(Image-grounded pointing data)
****
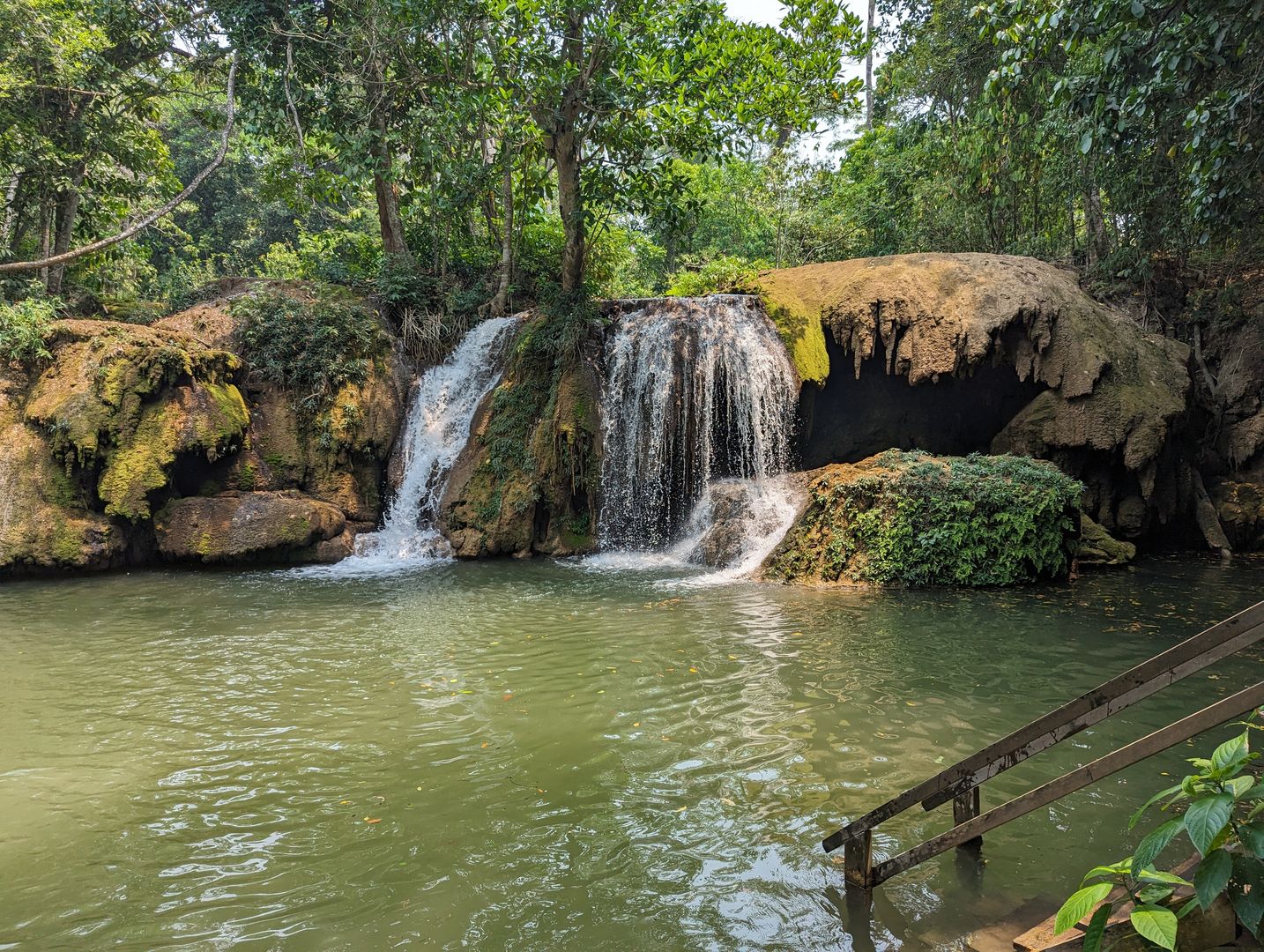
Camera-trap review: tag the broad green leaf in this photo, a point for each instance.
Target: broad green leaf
(1097, 927)
(1156, 925)
(1229, 751)
(1119, 869)
(1205, 818)
(1211, 876)
(1077, 907)
(1149, 803)
(1154, 842)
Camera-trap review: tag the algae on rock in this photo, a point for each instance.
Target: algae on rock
(527, 480)
(1112, 401)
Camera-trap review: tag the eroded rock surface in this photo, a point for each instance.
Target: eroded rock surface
(124, 419)
(235, 526)
(1110, 399)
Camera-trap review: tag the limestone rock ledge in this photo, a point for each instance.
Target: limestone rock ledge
(125, 420)
(1112, 399)
(268, 526)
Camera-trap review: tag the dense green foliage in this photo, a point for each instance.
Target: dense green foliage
(918, 520)
(1223, 818)
(312, 348)
(24, 326)
(474, 157)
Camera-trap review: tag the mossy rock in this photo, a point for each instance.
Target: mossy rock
(527, 480)
(1100, 549)
(125, 401)
(1115, 398)
(235, 527)
(909, 518)
(1240, 509)
(44, 521)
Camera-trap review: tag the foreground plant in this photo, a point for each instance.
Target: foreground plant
(1223, 818)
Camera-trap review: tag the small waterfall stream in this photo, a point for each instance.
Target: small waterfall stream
(439, 427)
(698, 390)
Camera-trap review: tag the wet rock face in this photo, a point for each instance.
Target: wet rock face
(1060, 376)
(1100, 549)
(1240, 507)
(235, 527)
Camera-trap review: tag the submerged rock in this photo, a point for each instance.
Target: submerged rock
(909, 518)
(267, 526)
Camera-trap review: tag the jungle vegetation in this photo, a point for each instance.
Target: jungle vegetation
(478, 156)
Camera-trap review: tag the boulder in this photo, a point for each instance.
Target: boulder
(909, 518)
(124, 419)
(1098, 547)
(46, 524)
(1076, 382)
(1240, 507)
(265, 526)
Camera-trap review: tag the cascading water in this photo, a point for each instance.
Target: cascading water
(439, 427)
(698, 390)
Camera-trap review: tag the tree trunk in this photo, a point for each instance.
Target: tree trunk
(384, 186)
(67, 209)
(388, 203)
(868, 70)
(1095, 224)
(565, 154)
(9, 219)
(501, 302)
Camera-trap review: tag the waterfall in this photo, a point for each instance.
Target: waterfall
(696, 390)
(439, 427)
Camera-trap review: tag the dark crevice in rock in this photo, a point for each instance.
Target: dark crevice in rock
(852, 418)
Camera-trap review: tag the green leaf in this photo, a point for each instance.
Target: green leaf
(1154, 842)
(1156, 925)
(1229, 751)
(1205, 818)
(1097, 927)
(1211, 876)
(1077, 907)
(1253, 837)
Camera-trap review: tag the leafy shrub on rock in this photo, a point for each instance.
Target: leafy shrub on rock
(23, 328)
(918, 520)
(311, 346)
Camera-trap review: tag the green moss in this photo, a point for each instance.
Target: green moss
(801, 331)
(917, 520)
(139, 466)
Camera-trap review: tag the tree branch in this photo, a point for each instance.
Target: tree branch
(142, 224)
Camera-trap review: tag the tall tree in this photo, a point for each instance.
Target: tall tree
(616, 87)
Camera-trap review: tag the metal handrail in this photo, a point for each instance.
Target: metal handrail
(960, 783)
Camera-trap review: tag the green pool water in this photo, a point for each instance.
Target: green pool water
(547, 756)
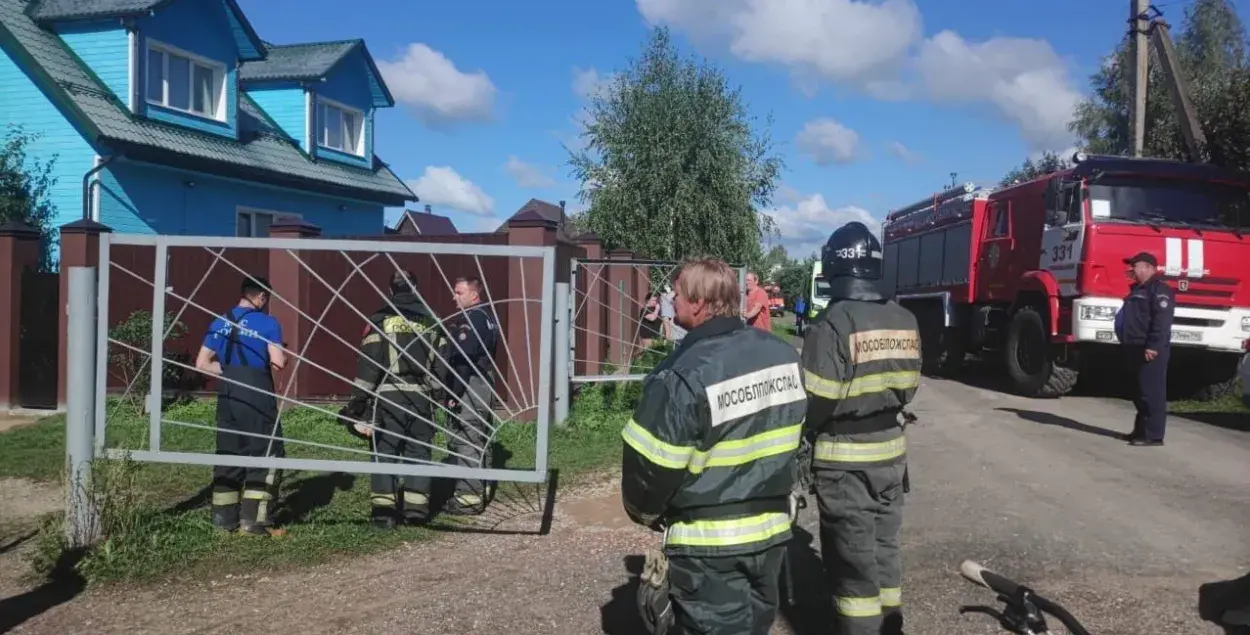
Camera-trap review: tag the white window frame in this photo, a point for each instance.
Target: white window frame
(216, 68)
(319, 130)
(253, 213)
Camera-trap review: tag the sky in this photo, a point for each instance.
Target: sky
(874, 103)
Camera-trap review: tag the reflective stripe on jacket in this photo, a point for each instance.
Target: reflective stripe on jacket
(861, 365)
(714, 440)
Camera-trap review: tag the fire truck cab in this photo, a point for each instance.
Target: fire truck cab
(1034, 273)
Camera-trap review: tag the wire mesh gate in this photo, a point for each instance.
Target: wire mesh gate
(323, 293)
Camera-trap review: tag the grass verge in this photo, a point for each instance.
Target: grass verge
(155, 519)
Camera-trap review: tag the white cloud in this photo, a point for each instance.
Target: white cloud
(1024, 79)
(589, 81)
(441, 185)
(879, 48)
(826, 141)
(806, 225)
(528, 175)
(435, 90)
(904, 153)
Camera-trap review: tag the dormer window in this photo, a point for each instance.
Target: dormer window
(340, 128)
(184, 81)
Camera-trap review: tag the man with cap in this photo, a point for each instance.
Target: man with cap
(240, 349)
(1145, 334)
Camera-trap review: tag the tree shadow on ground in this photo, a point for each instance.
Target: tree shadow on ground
(620, 616)
(506, 503)
(1061, 421)
(806, 600)
(64, 583)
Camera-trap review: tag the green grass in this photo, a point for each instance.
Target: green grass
(155, 518)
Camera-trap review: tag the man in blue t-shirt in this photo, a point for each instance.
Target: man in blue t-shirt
(240, 349)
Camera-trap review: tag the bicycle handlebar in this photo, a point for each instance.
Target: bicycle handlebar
(1021, 614)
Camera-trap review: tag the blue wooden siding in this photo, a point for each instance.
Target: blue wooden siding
(348, 84)
(203, 29)
(284, 103)
(104, 46)
(25, 104)
(145, 199)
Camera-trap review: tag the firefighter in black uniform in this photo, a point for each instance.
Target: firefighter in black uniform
(709, 459)
(241, 348)
(393, 374)
(471, 380)
(1146, 340)
(861, 366)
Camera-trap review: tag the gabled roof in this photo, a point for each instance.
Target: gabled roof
(313, 61)
(48, 11)
(263, 154)
(425, 224)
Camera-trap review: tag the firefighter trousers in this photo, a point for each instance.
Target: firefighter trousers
(246, 419)
(860, 520)
(471, 425)
(403, 434)
(725, 595)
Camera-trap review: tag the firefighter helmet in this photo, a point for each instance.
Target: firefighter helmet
(851, 251)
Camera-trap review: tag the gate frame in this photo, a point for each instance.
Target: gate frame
(570, 313)
(88, 310)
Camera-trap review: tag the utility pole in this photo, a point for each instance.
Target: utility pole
(1139, 24)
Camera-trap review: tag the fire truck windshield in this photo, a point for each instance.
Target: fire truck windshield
(1168, 200)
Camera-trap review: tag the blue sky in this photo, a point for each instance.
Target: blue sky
(874, 101)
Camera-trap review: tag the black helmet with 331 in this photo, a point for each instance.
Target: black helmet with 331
(851, 251)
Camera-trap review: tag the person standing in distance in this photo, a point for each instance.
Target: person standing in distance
(471, 381)
(861, 365)
(241, 349)
(394, 369)
(709, 459)
(758, 305)
(1146, 339)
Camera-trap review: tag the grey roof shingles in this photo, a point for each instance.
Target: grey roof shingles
(266, 151)
(296, 61)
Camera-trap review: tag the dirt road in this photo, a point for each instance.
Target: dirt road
(1039, 490)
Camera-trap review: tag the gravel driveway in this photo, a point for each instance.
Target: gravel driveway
(1038, 490)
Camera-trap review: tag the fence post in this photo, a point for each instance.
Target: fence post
(563, 366)
(81, 526)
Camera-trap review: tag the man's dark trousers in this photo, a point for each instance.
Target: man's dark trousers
(1150, 396)
(728, 595)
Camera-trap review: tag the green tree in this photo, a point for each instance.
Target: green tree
(1211, 50)
(673, 166)
(1029, 169)
(25, 184)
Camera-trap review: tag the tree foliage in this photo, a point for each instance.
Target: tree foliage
(1211, 50)
(25, 184)
(673, 166)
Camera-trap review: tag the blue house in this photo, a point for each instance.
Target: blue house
(180, 119)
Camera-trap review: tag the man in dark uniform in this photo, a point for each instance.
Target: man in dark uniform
(861, 365)
(393, 371)
(241, 348)
(1146, 339)
(471, 381)
(709, 459)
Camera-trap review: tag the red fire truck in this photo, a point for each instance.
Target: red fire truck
(1033, 274)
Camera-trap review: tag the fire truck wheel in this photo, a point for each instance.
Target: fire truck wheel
(1029, 359)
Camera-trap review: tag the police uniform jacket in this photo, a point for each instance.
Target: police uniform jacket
(710, 450)
(470, 350)
(1148, 315)
(861, 365)
(400, 356)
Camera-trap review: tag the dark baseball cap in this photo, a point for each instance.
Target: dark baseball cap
(1143, 256)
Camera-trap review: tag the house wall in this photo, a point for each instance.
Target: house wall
(24, 104)
(146, 199)
(284, 101)
(348, 84)
(201, 29)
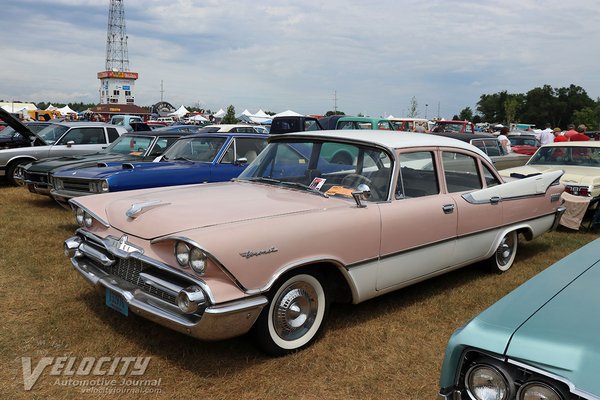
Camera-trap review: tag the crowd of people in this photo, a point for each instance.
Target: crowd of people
(548, 135)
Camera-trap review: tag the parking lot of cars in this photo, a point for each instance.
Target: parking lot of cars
(281, 257)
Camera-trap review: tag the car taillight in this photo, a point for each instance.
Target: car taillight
(578, 190)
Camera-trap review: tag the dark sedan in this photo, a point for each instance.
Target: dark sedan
(138, 146)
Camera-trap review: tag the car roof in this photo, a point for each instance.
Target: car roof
(586, 143)
(389, 139)
(226, 135)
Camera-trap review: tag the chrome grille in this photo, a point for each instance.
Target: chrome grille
(76, 185)
(129, 270)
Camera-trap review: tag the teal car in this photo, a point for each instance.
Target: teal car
(541, 341)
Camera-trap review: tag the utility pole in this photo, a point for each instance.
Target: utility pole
(335, 101)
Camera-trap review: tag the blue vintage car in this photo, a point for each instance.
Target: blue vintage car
(541, 341)
(200, 158)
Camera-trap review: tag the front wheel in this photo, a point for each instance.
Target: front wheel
(504, 256)
(295, 315)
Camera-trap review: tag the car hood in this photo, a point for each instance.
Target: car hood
(126, 168)
(493, 328)
(183, 208)
(562, 336)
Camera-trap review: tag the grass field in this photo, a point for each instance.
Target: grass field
(387, 348)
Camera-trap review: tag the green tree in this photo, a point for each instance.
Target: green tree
(466, 114)
(590, 116)
(511, 106)
(229, 117)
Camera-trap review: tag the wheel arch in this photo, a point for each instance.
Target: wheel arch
(333, 272)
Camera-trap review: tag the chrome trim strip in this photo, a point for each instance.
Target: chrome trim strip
(93, 214)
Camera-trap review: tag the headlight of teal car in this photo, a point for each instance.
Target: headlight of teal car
(486, 382)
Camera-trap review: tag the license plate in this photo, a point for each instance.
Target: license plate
(116, 302)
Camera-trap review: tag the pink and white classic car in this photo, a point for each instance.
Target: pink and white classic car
(318, 217)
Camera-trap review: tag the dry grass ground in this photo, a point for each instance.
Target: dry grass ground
(386, 348)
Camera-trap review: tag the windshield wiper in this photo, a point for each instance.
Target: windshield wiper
(305, 187)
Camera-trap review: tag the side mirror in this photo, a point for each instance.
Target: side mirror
(362, 192)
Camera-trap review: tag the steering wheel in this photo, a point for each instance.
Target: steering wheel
(353, 180)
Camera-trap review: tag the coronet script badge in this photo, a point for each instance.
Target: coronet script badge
(253, 253)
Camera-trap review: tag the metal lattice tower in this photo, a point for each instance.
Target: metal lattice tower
(117, 57)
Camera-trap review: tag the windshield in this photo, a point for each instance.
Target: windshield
(200, 149)
(132, 145)
(331, 168)
(52, 133)
(567, 155)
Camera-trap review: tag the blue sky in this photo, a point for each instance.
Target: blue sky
(279, 55)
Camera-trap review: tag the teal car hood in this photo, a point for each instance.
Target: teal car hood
(503, 327)
(563, 337)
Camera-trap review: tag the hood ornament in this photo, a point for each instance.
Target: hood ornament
(138, 209)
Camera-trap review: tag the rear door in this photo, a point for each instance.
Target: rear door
(80, 140)
(419, 225)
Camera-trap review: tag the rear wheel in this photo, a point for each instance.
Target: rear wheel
(295, 316)
(504, 256)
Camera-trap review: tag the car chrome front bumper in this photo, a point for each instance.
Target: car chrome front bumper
(216, 322)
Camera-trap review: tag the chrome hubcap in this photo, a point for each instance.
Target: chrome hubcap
(295, 311)
(504, 252)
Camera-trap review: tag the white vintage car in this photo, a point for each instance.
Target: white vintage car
(300, 229)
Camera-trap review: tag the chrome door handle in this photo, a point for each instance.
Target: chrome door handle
(448, 208)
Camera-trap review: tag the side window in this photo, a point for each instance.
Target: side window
(248, 148)
(113, 134)
(84, 136)
(490, 178)
(460, 171)
(417, 176)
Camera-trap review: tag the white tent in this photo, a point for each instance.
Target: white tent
(261, 114)
(198, 117)
(287, 113)
(66, 110)
(180, 112)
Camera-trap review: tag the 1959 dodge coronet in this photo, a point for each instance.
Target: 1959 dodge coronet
(539, 342)
(269, 251)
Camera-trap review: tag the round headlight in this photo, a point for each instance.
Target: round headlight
(198, 260)
(182, 253)
(79, 216)
(538, 391)
(104, 186)
(87, 220)
(485, 382)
****
Work instruction: Print exactly the lines above, starting at the line that contains "Target: teal car hood" and ending with the last line of the records, both included.

Answer space:
Target: teal car hood
(503, 327)
(563, 337)
Camera-trap review: tag the hood ornament in this photo, a point for each instance.
Target: hood ornament
(138, 209)
Camera-trap review: tag the rear door in this photo, a point for each instance.
Target: rear door
(80, 140)
(419, 225)
Camera-trap review: tag the rear wheel in this photo, a point for each instance.
Target: rear wheel
(295, 316)
(504, 256)
Camera-trap review: tag the car chrome front bumper in this photo, a point for each instance.
Target: car chrome front bumper
(216, 322)
Camera-trap review: tag the chrome hubcap in this photo, a point for each instance.
Target: chrome hubcap
(295, 311)
(504, 252)
Camera-trap review: tag the white vintage car in this photo, a point for each instance.
Target: white vintage car
(300, 229)
Camera-trap review: tag the chrome door handle in this photo, a point for each instance.
Target: chrome door handle
(448, 208)
Camera-trap review: tag the side window in this photo, a point for each instance.
Target: side window
(248, 148)
(113, 134)
(84, 136)
(490, 178)
(460, 171)
(417, 176)
Camera-trap review: tag the white tent in this photo, a point for each instance.
Target: white tent
(261, 114)
(198, 117)
(287, 113)
(66, 110)
(180, 112)
Camera-trap review: tag the 1959 dodge coronet in this photo, a point for each instance.
Target: 1959 dodge coronet
(539, 342)
(269, 251)
Camera-trap review: tag the round headlight in this photo, a point for each instance.
Target: round headlight
(198, 260)
(182, 253)
(79, 216)
(538, 391)
(104, 186)
(87, 220)
(485, 382)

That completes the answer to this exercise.